TASK DETAILS
Write out the data exactly, from the line containing "Security camera analysis — pinpoint the slender" through the line containing "top-left (910, 405), bottom-right (1000, 600)", both included, and nothing else.
================================
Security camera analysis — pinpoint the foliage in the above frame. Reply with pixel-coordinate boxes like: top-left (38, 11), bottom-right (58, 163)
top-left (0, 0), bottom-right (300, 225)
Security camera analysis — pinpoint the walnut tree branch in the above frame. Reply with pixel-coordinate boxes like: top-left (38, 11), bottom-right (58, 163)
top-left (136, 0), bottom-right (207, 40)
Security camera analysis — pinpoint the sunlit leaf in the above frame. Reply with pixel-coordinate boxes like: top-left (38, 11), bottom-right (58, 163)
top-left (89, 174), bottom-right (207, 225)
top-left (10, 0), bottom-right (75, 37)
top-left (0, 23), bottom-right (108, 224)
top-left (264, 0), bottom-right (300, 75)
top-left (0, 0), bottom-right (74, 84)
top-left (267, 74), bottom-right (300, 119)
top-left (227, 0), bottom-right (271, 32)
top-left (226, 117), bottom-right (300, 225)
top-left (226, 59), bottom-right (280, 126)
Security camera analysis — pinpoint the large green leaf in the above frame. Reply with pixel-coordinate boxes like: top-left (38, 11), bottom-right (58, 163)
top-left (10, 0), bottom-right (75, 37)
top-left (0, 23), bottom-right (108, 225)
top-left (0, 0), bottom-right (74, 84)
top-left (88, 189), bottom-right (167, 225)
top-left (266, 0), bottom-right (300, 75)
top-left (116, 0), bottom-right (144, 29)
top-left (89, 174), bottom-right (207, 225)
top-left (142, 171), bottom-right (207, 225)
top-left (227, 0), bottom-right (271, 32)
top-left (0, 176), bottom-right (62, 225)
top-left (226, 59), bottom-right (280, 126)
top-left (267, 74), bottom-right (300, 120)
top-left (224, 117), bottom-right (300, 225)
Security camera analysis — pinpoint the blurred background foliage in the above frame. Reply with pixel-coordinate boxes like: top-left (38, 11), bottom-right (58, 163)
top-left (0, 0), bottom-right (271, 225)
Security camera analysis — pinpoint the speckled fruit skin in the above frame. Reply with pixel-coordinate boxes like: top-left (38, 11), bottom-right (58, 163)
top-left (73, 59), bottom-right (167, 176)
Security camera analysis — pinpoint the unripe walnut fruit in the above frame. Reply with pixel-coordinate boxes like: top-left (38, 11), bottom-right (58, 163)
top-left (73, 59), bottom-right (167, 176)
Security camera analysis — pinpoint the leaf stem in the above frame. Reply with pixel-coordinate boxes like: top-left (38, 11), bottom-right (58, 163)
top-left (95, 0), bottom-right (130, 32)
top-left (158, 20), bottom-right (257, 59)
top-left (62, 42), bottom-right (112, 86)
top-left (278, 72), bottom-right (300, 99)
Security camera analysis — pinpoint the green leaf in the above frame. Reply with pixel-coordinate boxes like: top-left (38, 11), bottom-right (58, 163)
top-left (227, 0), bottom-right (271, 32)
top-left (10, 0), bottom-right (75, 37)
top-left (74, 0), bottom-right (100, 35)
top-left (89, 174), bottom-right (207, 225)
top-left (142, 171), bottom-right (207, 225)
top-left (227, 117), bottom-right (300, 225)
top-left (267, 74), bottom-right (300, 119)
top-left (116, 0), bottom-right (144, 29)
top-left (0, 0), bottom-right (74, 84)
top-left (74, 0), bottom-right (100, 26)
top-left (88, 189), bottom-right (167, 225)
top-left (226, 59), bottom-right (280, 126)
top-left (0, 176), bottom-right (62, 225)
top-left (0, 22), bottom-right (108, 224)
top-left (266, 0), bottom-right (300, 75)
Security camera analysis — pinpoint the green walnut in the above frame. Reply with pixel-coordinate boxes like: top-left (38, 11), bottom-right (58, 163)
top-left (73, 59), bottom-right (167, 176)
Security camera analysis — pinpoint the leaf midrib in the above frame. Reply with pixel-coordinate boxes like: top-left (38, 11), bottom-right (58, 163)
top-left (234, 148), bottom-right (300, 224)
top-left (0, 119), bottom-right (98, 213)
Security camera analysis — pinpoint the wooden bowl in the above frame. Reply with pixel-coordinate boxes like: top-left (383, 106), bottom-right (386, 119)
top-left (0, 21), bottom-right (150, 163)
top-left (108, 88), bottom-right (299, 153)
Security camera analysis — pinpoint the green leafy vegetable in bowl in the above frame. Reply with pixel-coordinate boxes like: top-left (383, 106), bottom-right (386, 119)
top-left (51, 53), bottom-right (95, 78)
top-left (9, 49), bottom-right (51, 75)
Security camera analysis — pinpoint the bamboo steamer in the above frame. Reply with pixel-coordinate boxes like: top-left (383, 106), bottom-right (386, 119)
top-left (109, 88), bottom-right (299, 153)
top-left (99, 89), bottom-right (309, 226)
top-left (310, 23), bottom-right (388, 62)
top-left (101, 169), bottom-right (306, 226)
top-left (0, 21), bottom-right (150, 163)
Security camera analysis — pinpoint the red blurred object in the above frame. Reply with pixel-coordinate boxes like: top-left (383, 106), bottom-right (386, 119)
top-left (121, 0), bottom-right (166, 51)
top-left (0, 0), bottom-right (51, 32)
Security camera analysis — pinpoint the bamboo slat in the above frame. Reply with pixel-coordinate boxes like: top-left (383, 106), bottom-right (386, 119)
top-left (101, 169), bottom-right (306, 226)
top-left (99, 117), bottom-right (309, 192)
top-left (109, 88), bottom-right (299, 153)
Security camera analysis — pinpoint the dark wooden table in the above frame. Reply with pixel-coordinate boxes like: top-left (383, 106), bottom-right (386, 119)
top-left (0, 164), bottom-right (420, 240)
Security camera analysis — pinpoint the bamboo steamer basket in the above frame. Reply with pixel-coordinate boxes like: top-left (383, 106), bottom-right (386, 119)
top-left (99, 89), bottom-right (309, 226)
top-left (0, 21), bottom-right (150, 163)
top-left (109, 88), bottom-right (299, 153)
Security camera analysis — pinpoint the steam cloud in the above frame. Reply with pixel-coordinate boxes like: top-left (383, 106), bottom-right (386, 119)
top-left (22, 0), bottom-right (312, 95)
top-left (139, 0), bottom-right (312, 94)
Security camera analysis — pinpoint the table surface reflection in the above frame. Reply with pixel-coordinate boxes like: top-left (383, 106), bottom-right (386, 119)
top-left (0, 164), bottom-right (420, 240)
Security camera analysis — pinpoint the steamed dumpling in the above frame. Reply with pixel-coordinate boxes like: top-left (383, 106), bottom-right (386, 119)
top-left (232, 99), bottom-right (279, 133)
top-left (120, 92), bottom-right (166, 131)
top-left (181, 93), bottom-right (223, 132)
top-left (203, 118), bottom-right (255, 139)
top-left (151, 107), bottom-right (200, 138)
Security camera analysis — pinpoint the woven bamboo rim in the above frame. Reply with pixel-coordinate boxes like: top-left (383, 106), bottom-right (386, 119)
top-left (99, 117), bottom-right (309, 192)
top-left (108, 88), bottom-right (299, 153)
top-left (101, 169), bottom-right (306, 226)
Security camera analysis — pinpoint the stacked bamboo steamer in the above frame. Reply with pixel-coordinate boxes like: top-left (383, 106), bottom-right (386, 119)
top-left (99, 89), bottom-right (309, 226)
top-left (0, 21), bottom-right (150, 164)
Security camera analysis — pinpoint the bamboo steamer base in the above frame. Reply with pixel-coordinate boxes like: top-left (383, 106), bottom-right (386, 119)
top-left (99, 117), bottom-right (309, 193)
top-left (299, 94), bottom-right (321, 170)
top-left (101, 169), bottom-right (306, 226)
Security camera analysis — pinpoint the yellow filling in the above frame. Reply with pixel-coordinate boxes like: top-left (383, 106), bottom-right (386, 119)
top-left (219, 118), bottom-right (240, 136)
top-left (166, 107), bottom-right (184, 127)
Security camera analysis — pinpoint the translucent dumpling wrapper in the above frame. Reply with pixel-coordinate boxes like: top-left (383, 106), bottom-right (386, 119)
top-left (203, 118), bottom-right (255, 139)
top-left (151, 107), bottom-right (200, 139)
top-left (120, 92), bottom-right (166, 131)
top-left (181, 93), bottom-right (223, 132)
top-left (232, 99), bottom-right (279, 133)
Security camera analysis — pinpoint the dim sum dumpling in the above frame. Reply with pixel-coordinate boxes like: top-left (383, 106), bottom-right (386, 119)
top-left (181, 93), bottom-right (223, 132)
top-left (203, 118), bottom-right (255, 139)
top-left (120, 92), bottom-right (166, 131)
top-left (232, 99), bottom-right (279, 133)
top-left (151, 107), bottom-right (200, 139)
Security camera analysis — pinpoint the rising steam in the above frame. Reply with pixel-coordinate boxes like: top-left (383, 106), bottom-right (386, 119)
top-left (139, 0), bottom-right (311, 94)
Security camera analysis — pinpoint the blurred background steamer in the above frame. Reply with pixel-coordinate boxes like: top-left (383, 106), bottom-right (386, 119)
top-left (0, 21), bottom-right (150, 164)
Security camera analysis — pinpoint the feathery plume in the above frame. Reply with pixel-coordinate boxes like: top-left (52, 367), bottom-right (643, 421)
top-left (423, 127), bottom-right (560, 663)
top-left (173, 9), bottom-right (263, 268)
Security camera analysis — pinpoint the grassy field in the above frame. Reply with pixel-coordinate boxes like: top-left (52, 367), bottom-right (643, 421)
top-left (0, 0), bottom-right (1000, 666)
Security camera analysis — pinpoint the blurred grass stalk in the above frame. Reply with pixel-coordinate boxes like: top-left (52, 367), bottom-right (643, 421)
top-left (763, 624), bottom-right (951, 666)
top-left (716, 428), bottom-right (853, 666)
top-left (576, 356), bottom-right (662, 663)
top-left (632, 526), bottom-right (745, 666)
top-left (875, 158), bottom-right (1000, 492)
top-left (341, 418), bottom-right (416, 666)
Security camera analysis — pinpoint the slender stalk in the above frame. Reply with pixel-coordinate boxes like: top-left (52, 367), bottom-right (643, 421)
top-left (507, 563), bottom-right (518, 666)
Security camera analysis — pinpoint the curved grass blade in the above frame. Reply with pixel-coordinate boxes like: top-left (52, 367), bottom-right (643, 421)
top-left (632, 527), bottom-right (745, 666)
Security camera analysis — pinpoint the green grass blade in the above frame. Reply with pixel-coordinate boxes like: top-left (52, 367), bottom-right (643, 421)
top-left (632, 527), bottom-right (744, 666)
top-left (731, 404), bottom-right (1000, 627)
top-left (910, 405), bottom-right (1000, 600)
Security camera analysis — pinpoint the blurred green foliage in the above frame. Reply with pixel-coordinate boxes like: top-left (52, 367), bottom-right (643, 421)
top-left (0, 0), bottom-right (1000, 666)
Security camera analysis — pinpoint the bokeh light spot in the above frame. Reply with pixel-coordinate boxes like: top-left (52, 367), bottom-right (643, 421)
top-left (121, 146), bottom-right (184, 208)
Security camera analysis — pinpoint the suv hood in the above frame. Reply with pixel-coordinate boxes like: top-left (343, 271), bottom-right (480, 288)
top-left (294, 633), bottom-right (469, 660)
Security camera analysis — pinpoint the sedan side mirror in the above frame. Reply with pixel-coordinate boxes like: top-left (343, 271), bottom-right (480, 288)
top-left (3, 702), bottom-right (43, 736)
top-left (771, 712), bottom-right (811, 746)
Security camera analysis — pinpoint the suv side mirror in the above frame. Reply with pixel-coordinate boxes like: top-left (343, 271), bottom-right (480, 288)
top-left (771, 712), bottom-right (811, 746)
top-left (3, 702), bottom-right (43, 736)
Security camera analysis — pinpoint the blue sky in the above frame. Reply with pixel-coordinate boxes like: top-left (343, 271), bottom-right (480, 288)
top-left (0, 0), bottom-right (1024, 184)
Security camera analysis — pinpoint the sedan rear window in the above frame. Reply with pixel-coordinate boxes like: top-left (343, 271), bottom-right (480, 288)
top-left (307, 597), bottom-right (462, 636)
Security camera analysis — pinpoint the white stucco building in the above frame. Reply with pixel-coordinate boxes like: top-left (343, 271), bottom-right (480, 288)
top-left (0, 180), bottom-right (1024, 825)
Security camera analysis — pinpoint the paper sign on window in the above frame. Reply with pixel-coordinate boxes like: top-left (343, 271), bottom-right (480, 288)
================================
EXERCISE RESPONSE
Security camera analysis — pinpoint the slender stalk in the above frame. Reply with pixel-coordinate boxes like: top-left (52, 367), bottom-right (643, 421)
top-left (507, 563), bottom-right (518, 666)
Security camera analysis — pinpoint the curved grass blade in the above frame. Reply with pixel-coordinate boxes like: top-left (52, 367), bottom-right (643, 421)
top-left (632, 527), bottom-right (745, 666)
Security camera analysis — pinpoint the green grass blade in the above frame. Reply with pixel-coordinate boxes like: top-left (52, 367), bottom-right (643, 421)
top-left (632, 527), bottom-right (744, 666)
top-left (731, 404), bottom-right (1000, 627)
top-left (910, 405), bottom-right (1000, 600)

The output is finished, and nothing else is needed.